- _Exercise input_:
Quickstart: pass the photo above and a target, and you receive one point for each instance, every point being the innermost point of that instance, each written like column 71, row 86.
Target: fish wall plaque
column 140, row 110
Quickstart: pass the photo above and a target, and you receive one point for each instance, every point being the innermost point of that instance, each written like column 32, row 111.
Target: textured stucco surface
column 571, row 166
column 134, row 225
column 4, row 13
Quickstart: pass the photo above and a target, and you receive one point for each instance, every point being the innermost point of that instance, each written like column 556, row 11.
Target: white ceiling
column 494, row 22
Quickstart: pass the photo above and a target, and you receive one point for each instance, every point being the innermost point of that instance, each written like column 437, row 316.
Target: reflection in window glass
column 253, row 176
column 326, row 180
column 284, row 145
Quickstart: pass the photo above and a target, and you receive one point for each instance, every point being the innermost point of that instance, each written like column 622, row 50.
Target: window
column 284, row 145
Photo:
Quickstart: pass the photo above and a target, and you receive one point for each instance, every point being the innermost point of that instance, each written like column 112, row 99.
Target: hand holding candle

- _Your goal_:
Copy out all of the data exactly, leaving nothing out.

- _Answer to the problem_:
Quickstart: pass the photo above and a target, and you receive one point for each instance, every point being the innermost point of that instance, each written like column 71, row 86.
Target: fish wall plaque
column 140, row 110
Quickstart: pass the photo above and a target, and you receive one point for each instance, every point being the innermost point of that instance, each written like column 32, row 111.
Target: textured stucco surface
column 571, row 166
column 134, row 225
column 4, row 13
Quickstart: pass the photo above and a target, and you receive one point for each instance, every point being the innermost point of that instance, each written like column 556, row 11.
Target: white ceiling
column 494, row 22
Quickstart: pass the photo above and a target, and you receive one point for each instance, every point being the innermost point of that instance, each written like column 437, row 316.
Target: reflection in window glass
column 253, row 176
column 326, row 180
column 284, row 145
Quickstart: pass the photo above and a target, and you receive one point for each instance, every point being the innermost point of that instance, each written like column 622, row 50.
Target: window
column 284, row 145
Photo:
Quickstart: pass the photo above and a target, and you receive one point for each instance, every point being the innermost point of that instance, each written like column 112, row 99.
Target: hand holding candle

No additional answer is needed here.